[start of Given information]

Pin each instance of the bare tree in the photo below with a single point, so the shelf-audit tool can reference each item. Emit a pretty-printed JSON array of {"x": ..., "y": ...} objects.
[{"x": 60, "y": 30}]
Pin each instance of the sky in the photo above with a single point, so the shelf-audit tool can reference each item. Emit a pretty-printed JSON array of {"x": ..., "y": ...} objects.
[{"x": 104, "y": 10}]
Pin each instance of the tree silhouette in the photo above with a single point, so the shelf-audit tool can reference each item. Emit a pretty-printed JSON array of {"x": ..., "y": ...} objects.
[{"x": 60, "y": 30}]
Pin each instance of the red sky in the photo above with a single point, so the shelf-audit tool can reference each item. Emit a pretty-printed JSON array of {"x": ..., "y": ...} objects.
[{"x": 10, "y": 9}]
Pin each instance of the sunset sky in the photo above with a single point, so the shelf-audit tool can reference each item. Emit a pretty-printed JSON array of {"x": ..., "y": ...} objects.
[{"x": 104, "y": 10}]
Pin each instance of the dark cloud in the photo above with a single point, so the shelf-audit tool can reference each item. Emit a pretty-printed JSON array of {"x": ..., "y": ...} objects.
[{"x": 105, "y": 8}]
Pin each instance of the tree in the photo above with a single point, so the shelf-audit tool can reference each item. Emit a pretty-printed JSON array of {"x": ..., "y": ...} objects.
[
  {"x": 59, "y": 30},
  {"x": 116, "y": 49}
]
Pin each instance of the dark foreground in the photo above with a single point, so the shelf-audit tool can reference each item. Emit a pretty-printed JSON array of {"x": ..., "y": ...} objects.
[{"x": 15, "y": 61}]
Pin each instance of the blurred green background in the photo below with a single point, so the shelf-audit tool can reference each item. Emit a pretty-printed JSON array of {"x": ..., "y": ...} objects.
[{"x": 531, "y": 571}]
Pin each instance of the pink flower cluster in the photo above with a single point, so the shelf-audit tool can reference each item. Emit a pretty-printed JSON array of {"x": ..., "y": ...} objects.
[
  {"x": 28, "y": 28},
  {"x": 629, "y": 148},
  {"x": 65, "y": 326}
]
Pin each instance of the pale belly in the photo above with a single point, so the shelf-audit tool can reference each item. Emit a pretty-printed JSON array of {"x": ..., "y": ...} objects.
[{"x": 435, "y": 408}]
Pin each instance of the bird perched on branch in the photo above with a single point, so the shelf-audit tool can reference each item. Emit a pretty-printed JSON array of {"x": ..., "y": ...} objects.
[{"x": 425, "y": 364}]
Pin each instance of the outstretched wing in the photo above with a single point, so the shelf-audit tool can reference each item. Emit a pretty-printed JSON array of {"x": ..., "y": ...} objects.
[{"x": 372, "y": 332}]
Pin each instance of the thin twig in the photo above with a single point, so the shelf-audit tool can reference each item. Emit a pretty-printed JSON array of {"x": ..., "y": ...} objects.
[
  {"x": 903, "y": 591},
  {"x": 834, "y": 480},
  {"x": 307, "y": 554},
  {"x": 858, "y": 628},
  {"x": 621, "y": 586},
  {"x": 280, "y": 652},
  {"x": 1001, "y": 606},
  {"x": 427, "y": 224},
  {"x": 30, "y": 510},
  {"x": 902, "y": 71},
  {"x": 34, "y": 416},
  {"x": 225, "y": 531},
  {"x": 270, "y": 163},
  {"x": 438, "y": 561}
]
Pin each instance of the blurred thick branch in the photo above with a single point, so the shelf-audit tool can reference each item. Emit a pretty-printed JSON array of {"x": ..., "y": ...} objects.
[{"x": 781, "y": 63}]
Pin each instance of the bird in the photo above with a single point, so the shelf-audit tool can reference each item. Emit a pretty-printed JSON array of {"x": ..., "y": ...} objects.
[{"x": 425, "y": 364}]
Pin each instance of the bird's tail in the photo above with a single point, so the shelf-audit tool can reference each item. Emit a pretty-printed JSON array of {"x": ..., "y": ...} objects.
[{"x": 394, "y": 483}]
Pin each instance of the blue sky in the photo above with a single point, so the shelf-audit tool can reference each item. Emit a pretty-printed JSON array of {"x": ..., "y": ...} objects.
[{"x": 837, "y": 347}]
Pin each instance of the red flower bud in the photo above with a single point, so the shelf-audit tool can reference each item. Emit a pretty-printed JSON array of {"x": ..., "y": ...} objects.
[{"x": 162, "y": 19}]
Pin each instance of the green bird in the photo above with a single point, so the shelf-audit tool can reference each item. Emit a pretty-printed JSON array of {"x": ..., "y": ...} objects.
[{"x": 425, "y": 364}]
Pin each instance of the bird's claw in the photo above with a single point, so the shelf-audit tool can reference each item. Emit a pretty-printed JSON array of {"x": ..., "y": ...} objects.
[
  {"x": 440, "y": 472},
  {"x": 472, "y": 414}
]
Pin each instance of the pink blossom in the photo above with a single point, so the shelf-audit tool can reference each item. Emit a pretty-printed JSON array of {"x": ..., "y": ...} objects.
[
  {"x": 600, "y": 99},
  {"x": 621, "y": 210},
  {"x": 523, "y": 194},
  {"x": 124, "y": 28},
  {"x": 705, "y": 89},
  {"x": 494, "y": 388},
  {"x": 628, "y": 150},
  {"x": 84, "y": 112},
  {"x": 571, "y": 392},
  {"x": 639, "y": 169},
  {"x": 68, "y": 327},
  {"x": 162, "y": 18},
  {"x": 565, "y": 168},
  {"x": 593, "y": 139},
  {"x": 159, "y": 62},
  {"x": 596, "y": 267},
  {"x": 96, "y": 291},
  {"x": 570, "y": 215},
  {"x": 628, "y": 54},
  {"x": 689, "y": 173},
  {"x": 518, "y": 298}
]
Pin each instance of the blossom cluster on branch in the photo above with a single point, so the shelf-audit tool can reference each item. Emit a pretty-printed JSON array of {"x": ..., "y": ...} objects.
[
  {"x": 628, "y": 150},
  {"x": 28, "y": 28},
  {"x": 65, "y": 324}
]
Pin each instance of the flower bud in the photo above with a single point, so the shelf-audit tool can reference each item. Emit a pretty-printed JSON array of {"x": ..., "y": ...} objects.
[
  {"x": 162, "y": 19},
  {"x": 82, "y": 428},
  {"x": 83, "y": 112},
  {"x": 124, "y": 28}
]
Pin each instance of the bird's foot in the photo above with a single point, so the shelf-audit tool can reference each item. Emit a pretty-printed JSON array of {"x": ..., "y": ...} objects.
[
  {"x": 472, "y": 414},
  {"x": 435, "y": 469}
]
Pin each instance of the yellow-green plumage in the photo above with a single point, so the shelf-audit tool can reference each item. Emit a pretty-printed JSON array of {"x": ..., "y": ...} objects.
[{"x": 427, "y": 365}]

[end of Given information]

# [Exercise]
Rescale the lines from the one containing "Pin each instance of the blossom" through the end of the rows, and give them all again with the requests included. Multiply every x and y coordinate in the answers by 0.95 and round each result to a whole number, with halves rounded up.

# [Final answer]
Pin each instance of the blossom cluster on branch in the photo above with a single point, so the shelf-audit tool can reference each item. Emit a pretty-printed JSON array of {"x": ..., "y": ...} objects.
[
  {"x": 597, "y": 143},
  {"x": 27, "y": 27},
  {"x": 62, "y": 308}
]
Pin each instance of the flower bud in the photo above with a single point, so the shelf-audit tool can reference each item. Emit a pretty-printed JSON array of {"x": ..., "y": ...} objects.
[
  {"x": 154, "y": 18},
  {"x": 78, "y": 407},
  {"x": 79, "y": 106},
  {"x": 118, "y": 27}
]
Pin each instance of the bird's foot in the photo above with a single point, so the shelf-audit tool can reference each item. Emit a pretty-printed JSON array of {"x": ..., "y": ...} objects.
[
  {"x": 448, "y": 393},
  {"x": 413, "y": 446}
]
Pin each instance of the yellow-green plumage in the photo above with a single point, so the shelf-audit tool can reference each item. Emit a pretty-printed JSON array of {"x": ..., "y": ...} objects.
[{"x": 406, "y": 347}]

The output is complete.